Focusing on the Positive

You know the story.
It’s 5:30p.m. You’re trying to fix dinner for the crowd.
The baby starts screaming. With babe in one arm and spoon in the other you attempt to stir the sauce in the pot on the stove top.
“What’s for dinner?” Little Davy asks
“Spaghetti,” you answer keeping it short
“I don’t like spaghetti!” Davy says stomping his foot
“I’m sorry but this is dinner, you’ll eat what’s served.” you say calmly
Davy walks off with a pout.
The baby, though not screaming is still crying intermittently in your arm.
Suddenly a wail is heard from the back room. It’s followed by running feet. Davy is chasing Andy with a lightsaber. Andy is now screaming and crying, “NOOO, noo!!!!”
He has run to you for cover and is hanging on your legs, Davy in hot pursuit.
“Stop it!” you start shouting trying to push Andy away with a spaghetti covered spoon. “I’m going to fall!”

• DATA SHOWN:
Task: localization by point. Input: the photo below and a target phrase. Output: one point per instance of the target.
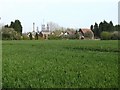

• REQUIRED TASKS:
A - Check each statement against the dinnertime story and answer yes or no, quoting the exact words that decide it: (i) Spaghetti is being served for dinner. (ii) Andy chases Davy with a lightsaber. (iii) The baby has completely stopped crying.
B - Continue the dinnertime story from the point where it stops.
The data has no connection to the dinnertime story.

• RESULTS:
A -
(i) Yes: "“Spaghetti,” you answer keeping it short"
(ii) No: "Davy is chasing Andy with a lightsaber."
(iii) No: "The baby, though not screaming is still crying intermittently in your arm."

B -
The baby and Andy are still crying.
You grab the light saber from Davy’s hand and throw it into the living room. Now Davy is crying
“Everyone to the bedroom!” you boom
It’s now 5:40, your husband should have been home 10 minutes ago. You’re fuming that he isn’t there to help control the kids. Ater all you know he’s hungry after a long day and you are making the effort to have a meal ready, the least he can do is be there on time right?
You hear the sound of keys in the lock, a moment later the kids come running out happily yelling, “Daddy!!”
As your husband walks in the house you:

A. Angrily ask him where in the world he’s been. He goes on the defensive and a clash of words ensues
B. Mutter a small hi and give him the silent treatment the rest of the night
C. Say, “I’m so glad you’re home” and ask him to help with the kids so you can finishing preparing dinner.

Sadly I’ve been guilty of A and B too many times. Since when did my children acting up become my husbands fault? Usually at dinnertime, when he’s late.
He doesn’t show up late as much as he used too, but I ought to have practiced gratitude that he was there to help remedy the situation more than frustration that he hadn’t been there sooner.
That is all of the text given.